▶ _DOCUMENT EXCERPT_:
While the U.S. president's "crazy" ways have worsened it, he's only a symptom of world developments that have hastened the tensions, and not the cause, pointed out Dani Rodrik, a professor at Harvard University.
"I think we must not exaggerate the importance of Trump," said Rodrik, who is a professor of international political economy at the John F Kennedy School of Government at Harvard.
"I think Trump is very much a symptom and not the cause ... Whether Trump is president of the United States or not, in many ways we'll be facing such tensions," he said pointing to structural problems in the world economy and competition between rising economic and political powers. "These are broad-based reactions to the kind of economic policies that we've pursued in the last quarter century."
"Unfortunately, Trump isn't making it easy for us because of the crazy way in which he's managing it," added Rodrik.
He said the upside of it all was that Trump has "instincts" but unfortunately, no long-term strategy.
Some examples of his "basic instincts" were that "exports are good, imports are bad," Rodrik said. "Whatever is good for me must be bad for you, and vice versa," he added.

▶ _DATA PROVIDED_:
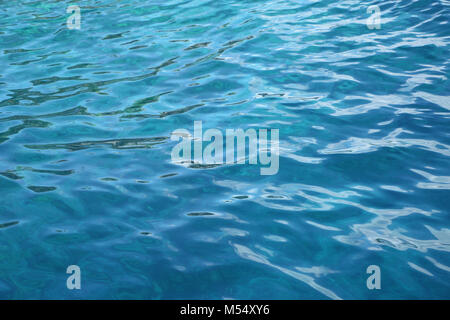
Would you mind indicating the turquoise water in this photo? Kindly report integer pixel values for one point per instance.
(86, 176)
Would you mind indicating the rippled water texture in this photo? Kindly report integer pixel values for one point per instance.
(86, 176)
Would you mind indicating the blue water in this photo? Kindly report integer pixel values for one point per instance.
(86, 176)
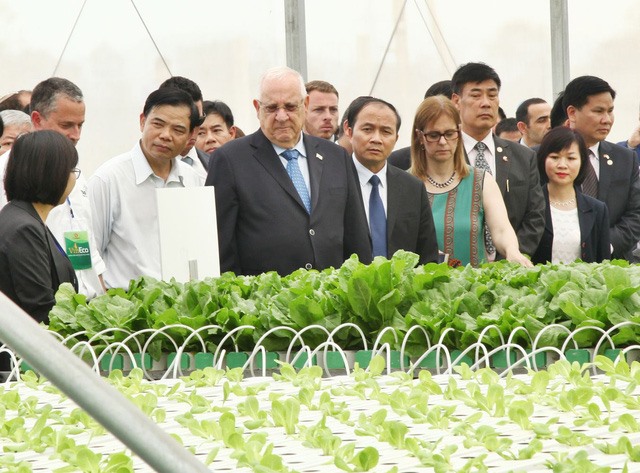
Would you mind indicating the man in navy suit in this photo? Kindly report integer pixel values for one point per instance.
(406, 216)
(476, 90)
(285, 200)
(588, 101)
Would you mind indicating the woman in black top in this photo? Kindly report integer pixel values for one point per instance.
(40, 175)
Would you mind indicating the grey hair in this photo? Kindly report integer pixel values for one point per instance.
(47, 92)
(14, 117)
(279, 73)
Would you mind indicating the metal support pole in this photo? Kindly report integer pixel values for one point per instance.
(559, 11)
(98, 398)
(296, 36)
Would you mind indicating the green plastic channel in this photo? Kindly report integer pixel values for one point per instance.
(107, 365)
(203, 360)
(185, 360)
(363, 357)
(581, 355)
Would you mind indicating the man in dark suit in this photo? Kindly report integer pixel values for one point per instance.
(588, 101)
(285, 200)
(476, 88)
(404, 220)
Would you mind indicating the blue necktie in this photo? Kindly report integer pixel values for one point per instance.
(291, 155)
(377, 220)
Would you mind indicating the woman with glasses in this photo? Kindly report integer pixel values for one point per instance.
(462, 197)
(577, 226)
(40, 175)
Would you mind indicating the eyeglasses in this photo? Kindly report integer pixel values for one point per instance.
(273, 108)
(434, 136)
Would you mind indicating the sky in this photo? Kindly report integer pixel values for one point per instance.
(121, 50)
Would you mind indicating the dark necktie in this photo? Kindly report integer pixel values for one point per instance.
(590, 183)
(293, 169)
(377, 219)
(482, 164)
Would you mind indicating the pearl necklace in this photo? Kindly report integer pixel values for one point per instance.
(441, 185)
(564, 203)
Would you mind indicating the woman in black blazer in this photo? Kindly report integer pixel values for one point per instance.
(577, 226)
(40, 175)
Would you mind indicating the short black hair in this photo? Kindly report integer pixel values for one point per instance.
(345, 115)
(508, 124)
(217, 107)
(174, 97)
(522, 112)
(442, 87)
(556, 140)
(558, 115)
(474, 72)
(182, 83)
(47, 92)
(578, 91)
(355, 109)
(39, 167)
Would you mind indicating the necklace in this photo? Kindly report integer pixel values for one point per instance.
(564, 203)
(441, 185)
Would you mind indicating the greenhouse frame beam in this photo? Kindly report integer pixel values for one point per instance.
(88, 390)
(559, 23)
(296, 36)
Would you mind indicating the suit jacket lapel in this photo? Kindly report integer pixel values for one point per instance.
(393, 200)
(267, 157)
(586, 216)
(604, 179)
(503, 162)
(315, 161)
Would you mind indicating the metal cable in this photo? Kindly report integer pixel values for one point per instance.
(441, 36)
(55, 69)
(395, 28)
(151, 37)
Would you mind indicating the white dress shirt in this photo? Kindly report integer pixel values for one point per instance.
(595, 159)
(364, 175)
(73, 214)
(125, 214)
(197, 164)
(489, 153)
(303, 162)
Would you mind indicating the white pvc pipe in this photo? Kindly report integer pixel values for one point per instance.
(87, 389)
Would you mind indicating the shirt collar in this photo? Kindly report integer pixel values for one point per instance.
(470, 143)
(365, 174)
(142, 170)
(299, 146)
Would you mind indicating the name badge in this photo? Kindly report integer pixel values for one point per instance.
(77, 246)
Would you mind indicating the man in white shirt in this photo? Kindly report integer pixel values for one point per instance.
(476, 89)
(57, 104)
(123, 190)
(321, 119)
(195, 158)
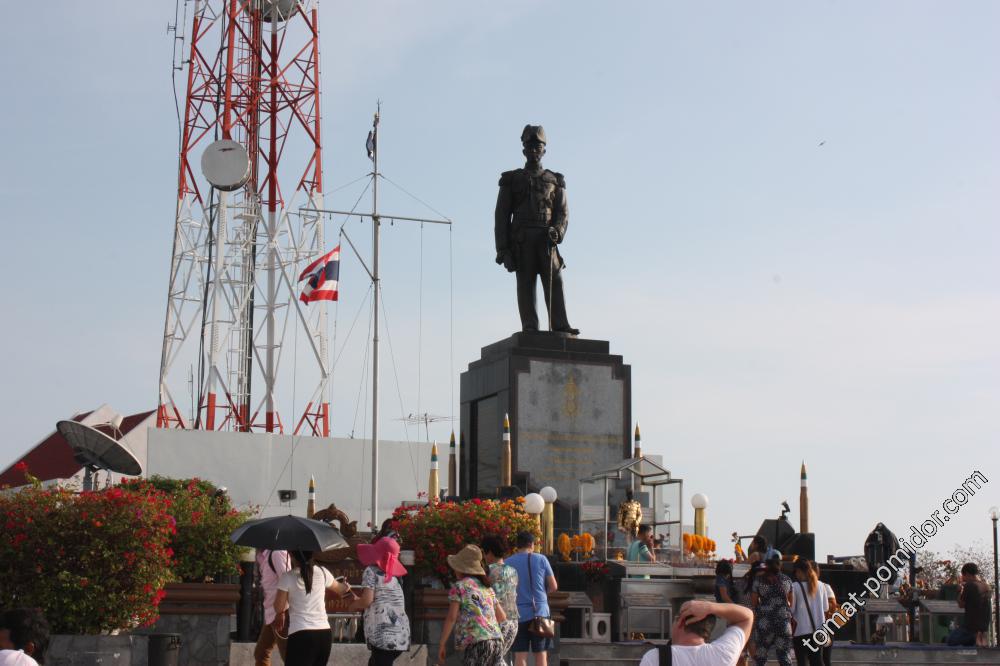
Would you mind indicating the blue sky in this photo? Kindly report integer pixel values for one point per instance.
(783, 216)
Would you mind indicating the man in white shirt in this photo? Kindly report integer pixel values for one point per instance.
(689, 635)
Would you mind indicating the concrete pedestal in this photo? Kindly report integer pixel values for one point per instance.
(569, 401)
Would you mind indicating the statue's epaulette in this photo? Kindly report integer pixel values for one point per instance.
(507, 177)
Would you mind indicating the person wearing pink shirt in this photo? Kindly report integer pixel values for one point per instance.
(271, 564)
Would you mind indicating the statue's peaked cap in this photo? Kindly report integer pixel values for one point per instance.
(533, 133)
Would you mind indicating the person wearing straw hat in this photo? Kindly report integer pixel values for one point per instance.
(504, 580)
(387, 629)
(473, 612)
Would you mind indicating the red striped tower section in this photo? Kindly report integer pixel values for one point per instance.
(249, 180)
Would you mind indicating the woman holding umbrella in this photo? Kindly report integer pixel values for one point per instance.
(302, 592)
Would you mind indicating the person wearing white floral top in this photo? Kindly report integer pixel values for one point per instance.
(504, 580)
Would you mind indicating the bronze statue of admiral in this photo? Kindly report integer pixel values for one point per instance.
(530, 222)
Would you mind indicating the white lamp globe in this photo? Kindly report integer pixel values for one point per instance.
(533, 503)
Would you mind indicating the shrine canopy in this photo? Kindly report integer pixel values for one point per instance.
(652, 485)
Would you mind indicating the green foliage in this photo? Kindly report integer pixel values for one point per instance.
(205, 519)
(93, 561)
(437, 530)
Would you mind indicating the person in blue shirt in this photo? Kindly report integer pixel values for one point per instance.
(641, 550)
(535, 581)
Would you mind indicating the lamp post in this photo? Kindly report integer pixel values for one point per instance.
(994, 514)
(548, 494)
(533, 506)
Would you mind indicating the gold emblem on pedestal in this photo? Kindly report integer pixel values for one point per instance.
(571, 398)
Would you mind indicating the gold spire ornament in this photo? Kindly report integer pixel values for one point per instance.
(433, 483)
(311, 504)
(452, 468)
(803, 501)
(506, 473)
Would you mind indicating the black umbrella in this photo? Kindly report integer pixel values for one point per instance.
(288, 533)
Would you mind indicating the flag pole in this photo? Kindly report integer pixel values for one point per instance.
(375, 306)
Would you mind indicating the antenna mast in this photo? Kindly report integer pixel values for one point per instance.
(375, 306)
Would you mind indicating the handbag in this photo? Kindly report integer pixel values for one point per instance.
(544, 627)
(805, 598)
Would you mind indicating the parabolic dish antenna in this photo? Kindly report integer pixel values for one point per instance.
(226, 165)
(95, 451)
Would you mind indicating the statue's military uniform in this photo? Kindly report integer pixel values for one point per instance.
(530, 221)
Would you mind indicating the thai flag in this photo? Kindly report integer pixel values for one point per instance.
(322, 277)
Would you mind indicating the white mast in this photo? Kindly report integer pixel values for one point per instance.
(377, 285)
(375, 304)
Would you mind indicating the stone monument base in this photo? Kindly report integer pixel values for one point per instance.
(569, 402)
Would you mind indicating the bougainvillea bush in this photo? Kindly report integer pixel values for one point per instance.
(437, 530)
(92, 561)
(205, 519)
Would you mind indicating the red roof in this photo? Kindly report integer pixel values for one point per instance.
(53, 457)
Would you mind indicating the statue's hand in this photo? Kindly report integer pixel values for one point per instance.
(506, 259)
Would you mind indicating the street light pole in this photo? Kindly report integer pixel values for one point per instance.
(994, 514)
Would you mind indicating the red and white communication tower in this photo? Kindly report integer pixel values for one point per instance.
(250, 179)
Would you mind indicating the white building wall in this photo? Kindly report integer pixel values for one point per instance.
(253, 467)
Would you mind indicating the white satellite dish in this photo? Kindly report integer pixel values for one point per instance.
(96, 451)
(226, 165)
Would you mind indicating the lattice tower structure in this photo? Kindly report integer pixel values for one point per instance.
(252, 76)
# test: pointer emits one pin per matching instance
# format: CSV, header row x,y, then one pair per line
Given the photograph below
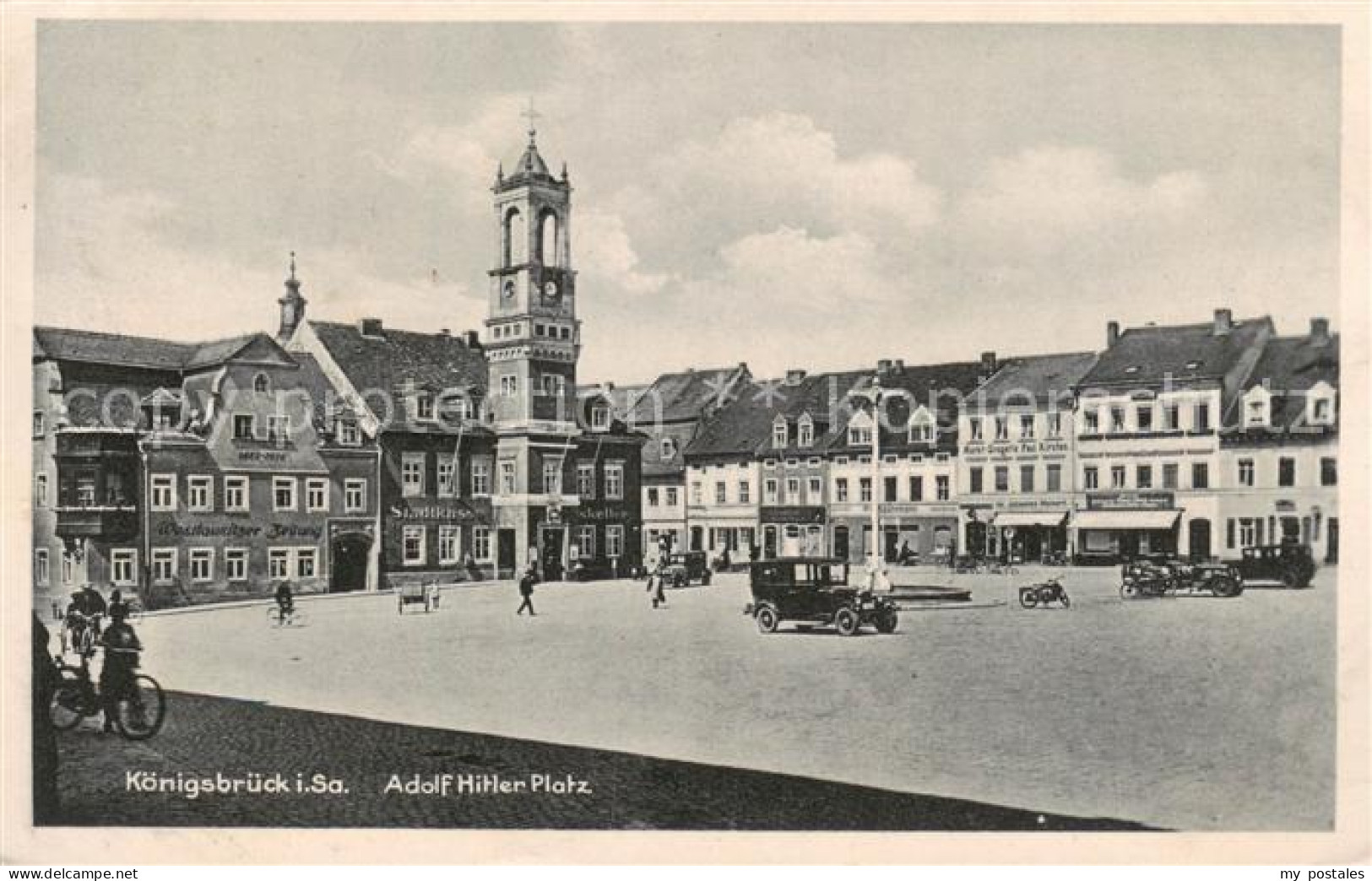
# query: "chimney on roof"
x,y
1319,332
292,306
988,365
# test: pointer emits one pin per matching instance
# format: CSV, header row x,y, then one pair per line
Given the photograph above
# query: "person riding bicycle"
x,y
84,611
285,602
121,659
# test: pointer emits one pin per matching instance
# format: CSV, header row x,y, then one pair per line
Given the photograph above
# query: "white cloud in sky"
x,y
607,257
1047,197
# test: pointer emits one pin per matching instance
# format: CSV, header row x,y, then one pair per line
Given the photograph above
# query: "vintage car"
x,y
1290,565
686,567
1161,578
814,591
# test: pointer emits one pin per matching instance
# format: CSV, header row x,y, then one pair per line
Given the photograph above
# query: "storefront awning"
x,y
1029,517
1125,519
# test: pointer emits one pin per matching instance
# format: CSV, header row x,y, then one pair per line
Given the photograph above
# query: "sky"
x,y
788,195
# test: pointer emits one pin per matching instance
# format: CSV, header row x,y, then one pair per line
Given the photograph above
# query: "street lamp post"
x,y
873,396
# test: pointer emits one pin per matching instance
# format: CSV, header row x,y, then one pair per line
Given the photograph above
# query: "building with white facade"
x,y
1277,477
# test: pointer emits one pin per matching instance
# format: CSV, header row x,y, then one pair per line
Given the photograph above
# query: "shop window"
x,y
236,565
412,545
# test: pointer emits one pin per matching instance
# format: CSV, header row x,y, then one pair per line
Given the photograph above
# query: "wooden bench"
x,y
416,594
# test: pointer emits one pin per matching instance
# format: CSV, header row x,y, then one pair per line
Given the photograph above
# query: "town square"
x,y
607,451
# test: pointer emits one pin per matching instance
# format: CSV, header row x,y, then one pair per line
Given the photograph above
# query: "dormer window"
x,y
860,431
921,427
779,433
1320,405
349,434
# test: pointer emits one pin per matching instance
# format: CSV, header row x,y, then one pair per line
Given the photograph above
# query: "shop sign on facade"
x,y
1126,500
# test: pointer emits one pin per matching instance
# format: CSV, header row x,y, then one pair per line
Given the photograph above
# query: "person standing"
x,y
44,738
526,589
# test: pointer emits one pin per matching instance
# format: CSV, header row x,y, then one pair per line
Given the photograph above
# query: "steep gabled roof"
x,y
1288,368
146,352
1033,378
393,361
114,349
685,396
1148,355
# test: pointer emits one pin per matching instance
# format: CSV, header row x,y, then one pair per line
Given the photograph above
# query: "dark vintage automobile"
x,y
814,591
686,567
1290,565
1161,578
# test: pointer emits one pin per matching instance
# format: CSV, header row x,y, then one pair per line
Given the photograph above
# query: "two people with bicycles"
x,y
81,624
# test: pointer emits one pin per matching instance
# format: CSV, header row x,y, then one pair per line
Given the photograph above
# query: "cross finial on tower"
x,y
533,116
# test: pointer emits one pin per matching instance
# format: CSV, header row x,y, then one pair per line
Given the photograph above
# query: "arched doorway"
x,y
1198,536
350,554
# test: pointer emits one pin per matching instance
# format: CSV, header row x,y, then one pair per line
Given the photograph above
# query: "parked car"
x,y
686,567
1290,565
1161,578
814,591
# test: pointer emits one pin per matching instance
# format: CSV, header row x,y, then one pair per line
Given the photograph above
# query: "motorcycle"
x,y
1044,594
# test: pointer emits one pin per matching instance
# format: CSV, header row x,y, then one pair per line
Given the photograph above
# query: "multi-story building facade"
x,y
914,477
1277,475
1017,467
193,473
419,397
1148,435
670,412
491,460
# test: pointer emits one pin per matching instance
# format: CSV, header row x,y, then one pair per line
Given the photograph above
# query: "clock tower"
x,y
533,341
533,333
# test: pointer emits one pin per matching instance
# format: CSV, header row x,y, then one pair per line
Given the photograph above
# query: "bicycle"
x,y
79,635
296,618
138,711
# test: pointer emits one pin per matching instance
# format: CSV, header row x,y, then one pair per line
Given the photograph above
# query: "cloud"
x,y
607,257
1049,197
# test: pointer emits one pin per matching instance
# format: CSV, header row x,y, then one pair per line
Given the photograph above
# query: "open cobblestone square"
x,y
1150,711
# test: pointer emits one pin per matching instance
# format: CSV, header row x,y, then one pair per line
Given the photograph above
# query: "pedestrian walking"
x,y
526,589
656,585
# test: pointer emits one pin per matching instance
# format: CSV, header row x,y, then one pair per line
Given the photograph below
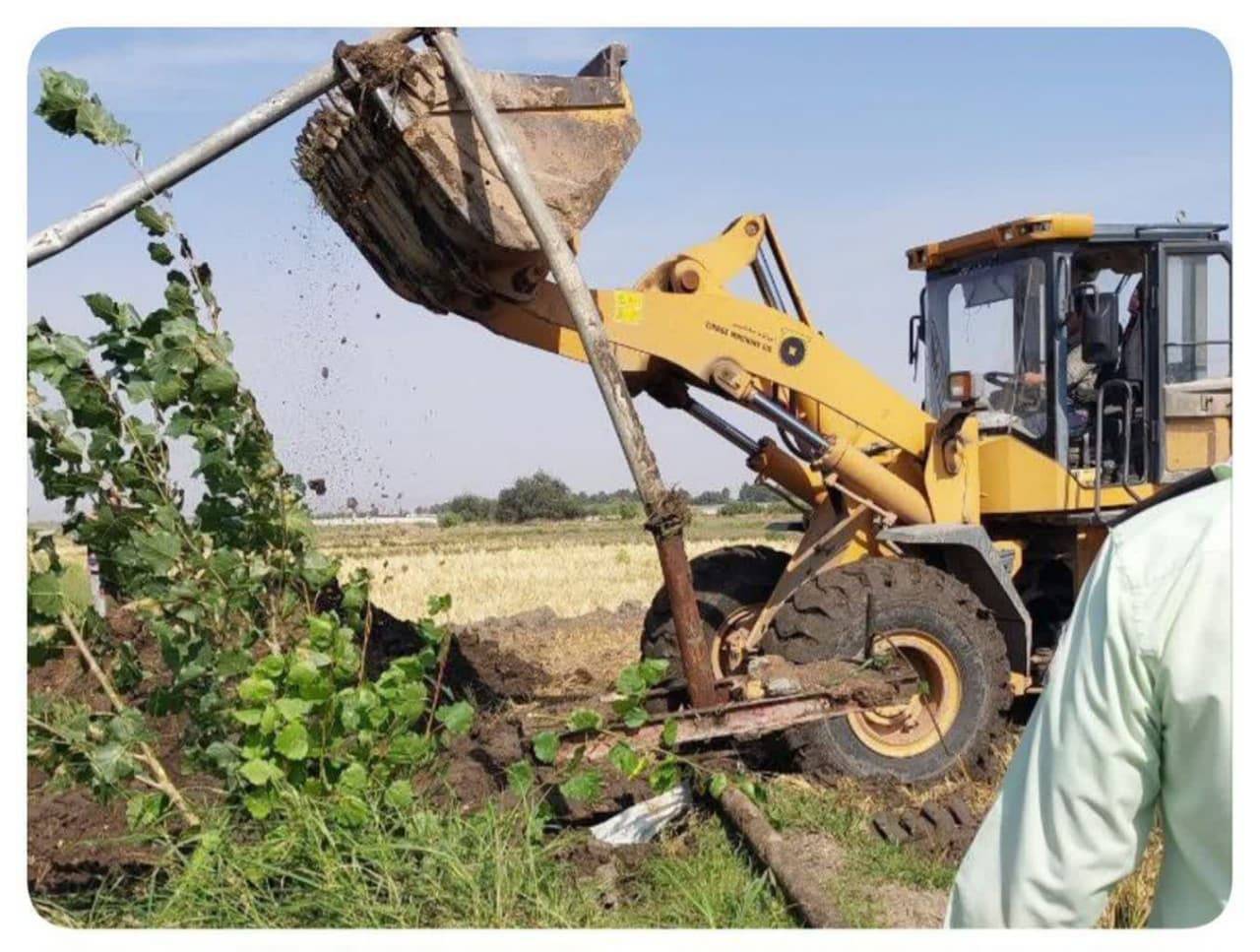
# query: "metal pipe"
x,y
777,413
721,426
104,211
665,512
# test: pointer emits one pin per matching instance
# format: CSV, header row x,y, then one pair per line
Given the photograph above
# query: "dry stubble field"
x,y
593,569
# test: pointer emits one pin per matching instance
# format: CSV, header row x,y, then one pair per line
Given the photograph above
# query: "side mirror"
x,y
1101,328
917,335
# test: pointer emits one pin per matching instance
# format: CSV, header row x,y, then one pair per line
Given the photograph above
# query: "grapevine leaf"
x,y
583,787
669,732
112,762
521,777
260,772
260,803
457,718
635,717
653,671
44,596
292,741
545,746
292,708
630,681
664,777
626,759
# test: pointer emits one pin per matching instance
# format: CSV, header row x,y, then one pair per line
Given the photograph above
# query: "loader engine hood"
x,y
395,157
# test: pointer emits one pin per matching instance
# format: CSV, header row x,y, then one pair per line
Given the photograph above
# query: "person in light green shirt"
x,y
1135,717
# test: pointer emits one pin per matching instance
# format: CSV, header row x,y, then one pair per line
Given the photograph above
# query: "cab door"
x,y
1193,358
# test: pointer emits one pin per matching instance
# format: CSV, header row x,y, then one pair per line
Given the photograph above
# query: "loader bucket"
x,y
397,160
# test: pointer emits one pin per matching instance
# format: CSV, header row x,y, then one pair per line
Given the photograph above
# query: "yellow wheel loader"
x,y
1070,371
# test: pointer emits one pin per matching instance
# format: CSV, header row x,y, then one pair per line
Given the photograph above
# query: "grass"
x,y
433,867
419,869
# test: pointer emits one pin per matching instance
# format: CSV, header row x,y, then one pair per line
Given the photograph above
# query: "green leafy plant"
x,y
260,648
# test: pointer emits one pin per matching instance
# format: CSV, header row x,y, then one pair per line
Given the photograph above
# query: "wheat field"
x,y
570,576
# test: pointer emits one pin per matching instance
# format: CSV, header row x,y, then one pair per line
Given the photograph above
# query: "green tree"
x,y
536,497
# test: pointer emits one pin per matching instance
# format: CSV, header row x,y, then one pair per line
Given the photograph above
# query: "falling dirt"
x,y
901,907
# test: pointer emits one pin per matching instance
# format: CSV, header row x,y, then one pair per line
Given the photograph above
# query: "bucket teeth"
x,y
396,159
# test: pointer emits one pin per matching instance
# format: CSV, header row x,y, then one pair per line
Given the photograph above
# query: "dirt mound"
x,y
540,655
941,829
72,840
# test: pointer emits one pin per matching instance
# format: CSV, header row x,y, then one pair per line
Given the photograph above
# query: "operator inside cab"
x,y
1081,376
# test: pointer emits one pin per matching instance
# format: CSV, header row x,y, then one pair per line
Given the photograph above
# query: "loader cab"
x,y
1106,347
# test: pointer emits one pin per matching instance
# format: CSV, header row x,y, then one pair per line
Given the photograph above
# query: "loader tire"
x,y
937,624
729,584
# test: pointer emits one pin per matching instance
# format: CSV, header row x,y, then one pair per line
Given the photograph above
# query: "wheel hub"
x,y
922,722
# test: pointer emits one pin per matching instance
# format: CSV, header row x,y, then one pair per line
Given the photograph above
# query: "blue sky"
x,y
858,143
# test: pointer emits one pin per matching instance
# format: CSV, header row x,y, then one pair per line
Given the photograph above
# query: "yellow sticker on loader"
x,y
628,308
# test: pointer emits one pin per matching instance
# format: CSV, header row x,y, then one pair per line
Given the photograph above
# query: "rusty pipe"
x,y
665,510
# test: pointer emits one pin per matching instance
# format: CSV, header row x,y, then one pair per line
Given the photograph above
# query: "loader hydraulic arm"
x,y
680,326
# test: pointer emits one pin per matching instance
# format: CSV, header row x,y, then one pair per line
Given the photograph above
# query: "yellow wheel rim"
x,y
729,646
918,724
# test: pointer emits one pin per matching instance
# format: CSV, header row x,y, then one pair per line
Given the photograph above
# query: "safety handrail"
x,y
1129,387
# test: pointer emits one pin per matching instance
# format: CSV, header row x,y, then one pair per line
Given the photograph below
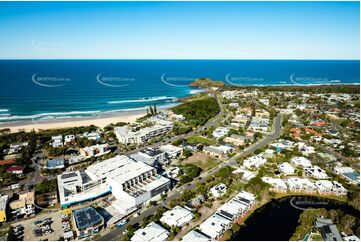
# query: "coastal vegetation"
x,y
198,112
344,222
205,83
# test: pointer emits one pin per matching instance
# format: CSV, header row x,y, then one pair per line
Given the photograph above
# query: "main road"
x,y
275,133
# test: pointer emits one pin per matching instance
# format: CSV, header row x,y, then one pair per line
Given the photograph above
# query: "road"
x,y
275,133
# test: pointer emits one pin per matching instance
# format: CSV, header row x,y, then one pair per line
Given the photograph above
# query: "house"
x,y
254,161
296,184
286,168
347,173
215,226
218,190
16,170
87,222
327,229
277,184
57,163
150,156
330,187
171,151
220,132
69,139
315,172
3,204
217,151
238,140
152,232
25,205
95,150
57,141
177,217
195,235
301,161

▶ _EXERCISE INSTRUCTIONS_:
[a] According to the news excerpt about Dani Rodrik, at which school does he teach international political economy?
[b] Rewrite the part of the news excerpt about Dani Rodrik that opens with the words containing "While the U.S." and closes with "at Harvard University.", substituting "sign" for "symptom".
[c] List the beliefs that the news excerpt about Dani Rodrik gives as examples of Trump's "basic instincts."

▶ _TASK-BY-TASK SOLUTIONS_:
[a] The John F Kennedy School of Government at Harvard.

[b]
While the U.S. president's "crazy" ways have worsened it, he's only a sign of world developments that have hastened the tensions, and not the cause, pointed out Dani Rodrik, a professor at Harvard University.

[c]
- Exports are good.
- Imports are bad.
- Whatever is good for me must be bad for you, and vice versa.